◆ Required task 1
Reproduce the listing word for word, starting at its first line and ending at the line that contains "[19,26,40,47]", both included.

********************

Manual Recovery to the Same Master Nodes When Databases Are Corrupt

Failures can occur on both master nodes so that the databases are corrupt. You can recover to the same master nodes.

To recover to the same master nodes, perform the following steps:

  1. Ensure that the TimesTen daemon monitor (ttCRSmaster), replication agent and the cache agent are stopped and that applications are disconnected from both databases. This example uses the basicDSN database.
    ttCWAdmin -stop -dsn basicDSN
  2. On the node where you want the new active database to reside, destroy the databases by using the ttDestroy utility.
    ttDestroy basicDSN
  3. Restore the backup database.
    ttCWAdmin -restore -dsn basicDSN
    
  4. If there are cache groups in the database, drop and re-create the cache groups.
  5. Re-create the active standby pair replication scheme.
    ttCWAdmin -create -dsn basicDSN
  6. Start the active standby pair replication scheme.
    ttCWAdmin -start -dsn basicDSN

Manual Recovery When RETURN TWOSAFE Is Configured

You can configure an active standby pair to have a return service of RETURN TWOSAFE.

********************

◆ Required task 2
Continue the TimesTen database recovery instructions from the point where they stop.

********************

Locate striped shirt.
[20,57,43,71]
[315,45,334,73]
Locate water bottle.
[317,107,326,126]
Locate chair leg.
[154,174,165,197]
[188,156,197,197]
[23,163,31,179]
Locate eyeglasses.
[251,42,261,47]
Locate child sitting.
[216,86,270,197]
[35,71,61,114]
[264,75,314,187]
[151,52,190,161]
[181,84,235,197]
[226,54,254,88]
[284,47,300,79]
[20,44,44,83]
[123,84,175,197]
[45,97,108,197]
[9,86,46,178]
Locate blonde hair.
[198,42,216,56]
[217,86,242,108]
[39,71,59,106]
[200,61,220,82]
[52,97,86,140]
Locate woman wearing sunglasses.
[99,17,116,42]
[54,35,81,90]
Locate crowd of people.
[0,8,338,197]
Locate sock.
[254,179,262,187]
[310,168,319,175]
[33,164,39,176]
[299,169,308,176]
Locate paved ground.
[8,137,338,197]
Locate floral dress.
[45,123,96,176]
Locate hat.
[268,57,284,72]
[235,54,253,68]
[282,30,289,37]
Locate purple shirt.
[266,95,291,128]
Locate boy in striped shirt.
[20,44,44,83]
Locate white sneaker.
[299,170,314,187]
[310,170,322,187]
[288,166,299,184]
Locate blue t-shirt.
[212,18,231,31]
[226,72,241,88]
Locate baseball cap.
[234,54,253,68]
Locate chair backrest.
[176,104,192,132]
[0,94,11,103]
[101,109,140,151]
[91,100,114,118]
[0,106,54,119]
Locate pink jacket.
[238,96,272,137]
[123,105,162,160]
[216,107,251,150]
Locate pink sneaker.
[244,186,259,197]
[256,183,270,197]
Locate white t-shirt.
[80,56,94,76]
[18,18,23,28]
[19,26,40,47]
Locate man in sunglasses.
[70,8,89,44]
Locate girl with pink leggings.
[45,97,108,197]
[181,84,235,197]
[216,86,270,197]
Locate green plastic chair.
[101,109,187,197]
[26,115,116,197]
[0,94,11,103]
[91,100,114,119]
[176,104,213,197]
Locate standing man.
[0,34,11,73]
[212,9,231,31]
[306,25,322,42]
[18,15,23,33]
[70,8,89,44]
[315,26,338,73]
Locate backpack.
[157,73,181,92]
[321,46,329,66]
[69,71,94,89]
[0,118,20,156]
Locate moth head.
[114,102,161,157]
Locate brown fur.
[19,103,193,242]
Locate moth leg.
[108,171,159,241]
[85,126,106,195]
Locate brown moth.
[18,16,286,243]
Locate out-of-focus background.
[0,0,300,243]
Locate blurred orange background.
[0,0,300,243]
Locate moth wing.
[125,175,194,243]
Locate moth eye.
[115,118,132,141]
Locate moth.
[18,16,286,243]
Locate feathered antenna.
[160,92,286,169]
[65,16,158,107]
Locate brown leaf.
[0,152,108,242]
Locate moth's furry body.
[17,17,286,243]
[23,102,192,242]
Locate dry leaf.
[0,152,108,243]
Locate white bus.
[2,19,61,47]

********************

◆ Exercise output 1
Locate striped shirt.
[20,57,43,71]
[315,45,334,73]
Locate water bottle.
[317,107,326,126]
Locate chair leg.
[154,174,165,197]
[188,156,197,197]
[23,163,31,179]
Locate eyeglasses.
[251,42,261,47]
Locate child sitting.
[216,86,270,197]
[35,71,61,114]
[264,75,314,187]
[151,52,190,161]
[181,84,235,197]
[226,54,254,88]
[284,47,300,79]
[20,44,44,83]
[123,84,175,197]
[45,97,108,197]
[9,86,46,178]
Locate blonde hair.
[198,42,216,56]
[217,86,242,108]
[39,71,59,106]
[200,61,220,82]
[52,97,86,140]
Locate woman wearing sunglasses.
[99,17,116,42]
[54,35,81,90]
Locate crowd of people.
[0,8,338,197]
Locate sock.
[254,179,262,187]
[310,168,319,175]
[33,164,39,176]
[299,169,308,176]
Locate paved ground.
[8,137,338,197]
Locate floral dress.
[45,123,96,176]
Locate hat.
[268,57,284,72]
[235,54,253,68]
[282,30,289,37]
Locate purple shirt.
[266,95,291,128]
Locate boy in striped shirt.
[20,44,44,83]
Locate white sneaker.
[299,170,314,187]
[310,170,322,187]
[288,166,299,184]
Locate blue t-shirt.
[212,18,231,31]
[226,72,241,88]
Locate baseball cap.
[234,54,253,68]
Locate chair backrest.
[176,104,192,132]
[0,94,11,103]
[101,109,140,151]
[91,100,114,118]
[0,106,54,119]
Locate pink jacket.
[238,96,272,137]
[123,105,162,160]
[216,107,251,150]
Locate pink sneaker.
[244,186,259,197]
[256,183,270,197]
Locate white t-shirt.
[80,56,94,76]
[18,18,23,28]
[19,26,40,47]

◆ Exercise output 2
You configure RETURN TWOSAFE by using the ReturnServiceAttribute Clusterware attribute in the cluster.oracle.ini file.

This cluster.oracle.ini example includes backup configuration in case the database logs are not available:

[basicTwosafeDSN]
MasterHosts=host1,host2
ReturnServiceAttribute=RETURN TWOSAFE
RepBackupDir=/shared_drive/dsbackup
RepBackupPeriod=3600

Perform these recovery tasks:

  1. Ensure that the TimesTen daemon monitor (ttCRSmaster), replication agent and cache agent are stopped and that applications are disconnected from both databases.
    ttCWAdmin -stop -dsn basicTwosafeDSN
  2. Drop the active standby pair.
    ttCWAdmin -drop -dsn basicTwosafeDSN
  3. Decide whether the former active or standby database is more up to date and re-create the active standby pair using the chosen database. The command prompts you to choose the host on which the active database resides.
    ttCWAdmin -create -dsn basicTwosafeDSN

    If neither database is usable, restore the database from backups.

    ttCWAdmin -restore -dsn basicTwosafeDSN
  4. Start the active standby pair replication scheme.
    ttCWAdmin -start -dsn basicTwosafeDSN

When More Than Two Master Hosts Fail

Approach a failure of more than two master hosts as a more extreme case of dual host failure.

Use these guidelines:

  • Address the root cause of the failure if it is something like a power outage or network failure.

  • Identify or obtain at least two healthy hosts for the active and standby databases.

  • Update the MasterHosts and SubscriberHosts entries in the cluster.oracle.ini file.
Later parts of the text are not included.